▶ **Task prompt**: Nothing but the data below, returned exactly, should appear in the answer.

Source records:
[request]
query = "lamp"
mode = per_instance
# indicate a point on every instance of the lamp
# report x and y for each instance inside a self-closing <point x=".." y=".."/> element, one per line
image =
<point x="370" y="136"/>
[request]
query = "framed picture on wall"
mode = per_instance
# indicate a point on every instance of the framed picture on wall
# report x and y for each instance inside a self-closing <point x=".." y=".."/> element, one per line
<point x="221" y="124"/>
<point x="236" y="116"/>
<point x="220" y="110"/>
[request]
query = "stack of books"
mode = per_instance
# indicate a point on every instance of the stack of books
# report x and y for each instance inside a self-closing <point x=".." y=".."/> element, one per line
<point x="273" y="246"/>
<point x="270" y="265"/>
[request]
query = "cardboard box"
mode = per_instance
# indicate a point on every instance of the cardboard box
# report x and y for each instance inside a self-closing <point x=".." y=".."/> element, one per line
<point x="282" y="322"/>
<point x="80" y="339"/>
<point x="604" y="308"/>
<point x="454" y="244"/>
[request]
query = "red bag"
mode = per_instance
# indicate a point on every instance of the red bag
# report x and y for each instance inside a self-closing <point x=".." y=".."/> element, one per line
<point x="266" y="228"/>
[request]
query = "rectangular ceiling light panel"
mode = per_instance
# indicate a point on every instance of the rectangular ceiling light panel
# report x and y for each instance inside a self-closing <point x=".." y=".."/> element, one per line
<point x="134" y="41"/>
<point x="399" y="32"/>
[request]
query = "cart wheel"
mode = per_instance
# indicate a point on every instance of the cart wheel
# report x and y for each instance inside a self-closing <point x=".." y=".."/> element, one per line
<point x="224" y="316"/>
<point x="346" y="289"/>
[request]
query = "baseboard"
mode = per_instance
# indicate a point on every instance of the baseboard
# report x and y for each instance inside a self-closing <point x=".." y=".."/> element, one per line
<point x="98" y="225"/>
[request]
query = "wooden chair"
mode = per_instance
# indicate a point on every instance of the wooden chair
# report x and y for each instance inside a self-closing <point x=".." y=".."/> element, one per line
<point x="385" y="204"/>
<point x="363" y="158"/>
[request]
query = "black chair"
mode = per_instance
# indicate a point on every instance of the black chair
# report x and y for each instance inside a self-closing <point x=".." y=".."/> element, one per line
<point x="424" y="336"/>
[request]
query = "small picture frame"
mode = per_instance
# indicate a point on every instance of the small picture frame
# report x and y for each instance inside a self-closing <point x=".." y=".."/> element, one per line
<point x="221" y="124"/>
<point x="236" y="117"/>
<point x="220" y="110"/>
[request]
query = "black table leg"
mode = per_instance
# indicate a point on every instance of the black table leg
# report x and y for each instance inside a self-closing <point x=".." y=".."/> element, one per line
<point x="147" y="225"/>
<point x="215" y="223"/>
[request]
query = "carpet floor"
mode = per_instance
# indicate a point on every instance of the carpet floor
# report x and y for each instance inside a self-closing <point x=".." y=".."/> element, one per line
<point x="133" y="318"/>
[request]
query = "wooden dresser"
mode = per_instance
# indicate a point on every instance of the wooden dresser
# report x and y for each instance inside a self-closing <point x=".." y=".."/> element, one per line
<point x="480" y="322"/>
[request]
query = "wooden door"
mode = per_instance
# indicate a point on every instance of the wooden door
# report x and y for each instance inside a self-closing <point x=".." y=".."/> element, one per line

▶ **Solution for this exercise**:
[request]
query = "lamp"
mode = per_instance
# indicate a point on every instance of the lamp
# report x and y for each instance inside a self-closing <point x=".." y=".."/> element, one per line
image =
<point x="370" y="136"/>
[request]
query = "framed picture on wall"
mode = per_instance
# indicate a point on every instance of the framed picture on wall
# report x and y for each instance inside a self-closing <point x=".." y=".."/> element, one per line
<point x="221" y="124"/>
<point x="236" y="116"/>
<point x="220" y="110"/>
[request]
query = "stack of books"
mode = per_instance
# indicate a point on every instance of the stack of books
# report x and y for each instance inside a self-closing <point x=".." y=".."/> element, one per line
<point x="273" y="246"/>
<point x="270" y="265"/>
[request]
query = "cardboard box"
mode = per_instance
# indicate a point on every instance of the cardboard box
# report x and y for each instance inside a self-closing <point x=".." y=".."/> element, one per line
<point x="282" y="322"/>
<point x="80" y="339"/>
<point x="604" y="308"/>
<point x="454" y="244"/>
[request]
query = "red bag"
mode = per_instance
# indicate a point on every instance of the red bag
# report x and y for each instance inside a self-closing <point x=".." y=".."/> element, one per line
<point x="266" y="228"/>
[request]
query = "rectangular ceiling light panel"
mode = per_instance
# indicate a point on every instance of the rectangular ceiling light panel
# report x and y for each instance inside a self-closing <point x=".." y=".."/> element, one per line
<point x="134" y="41"/>
<point x="399" y="32"/>
[request]
query = "cart wheel"
mode = per_instance
# indicate a point on every instance of the cart wheel
# report x and y for each instance inside a self-closing <point x=".." y=".."/> element, one per line
<point x="224" y="316"/>
<point x="346" y="289"/>
[request]
query = "baseboard"
mode = per_instance
# indicate a point on every instance of the baseboard
# report x and y for each instance inside a self-closing <point x=".." y=".."/> element, one per line
<point x="98" y="225"/>
[request]
query = "wooden chair"
mode = per_instance
# indicate a point on every instance of the wooden chair
# report x and y for each instance inside a self-closing <point x=".." y=".."/> element, one per line
<point x="385" y="204"/>
<point x="363" y="158"/>
[request]
query = "black chair"
mode = per_instance
# indicate a point on every instance of the black chair
# report x and y for each instance inside a self-closing <point x=".." y=".."/> element, one per line
<point x="424" y="336"/>
[request]
query = "small picture frame"
mode = per_instance
# indicate a point on every instance of the small picture frame
# report x and y for each instance inside a self-closing <point x=".." y=".."/> element, one per line
<point x="221" y="124"/>
<point x="236" y="117"/>
<point x="220" y="110"/>
[request]
query = "black table leg"
mode = per_instance
# indicate a point on every instance of the black table leg
# report x and y for each instance inside a self-closing <point x=".." y=".."/> element, one per line
<point x="147" y="225"/>
<point x="215" y="223"/>
[request]
query = "carpet floor"
mode = per_instance
# indicate a point on every instance of the carpet floor
# report x and y for each instance inside a self-closing <point x=".." y=".."/> element, one per line
<point x="133" y="318"/>
[request]
query = "wooden dresser"
mode = per_instance
# indicate a point on every instance of the wooden dresser
# report x and y for each instance inside a self-closing <point x=".." y=".."/> element, one per line
<point x="480" y="322"/>
[request]
query = "wooden door"
mode = per_instance
# indicate a point on every instance of the wooden door
# report x and y for each instance inside a self-closing <point x=".." y=".."/> element, one per line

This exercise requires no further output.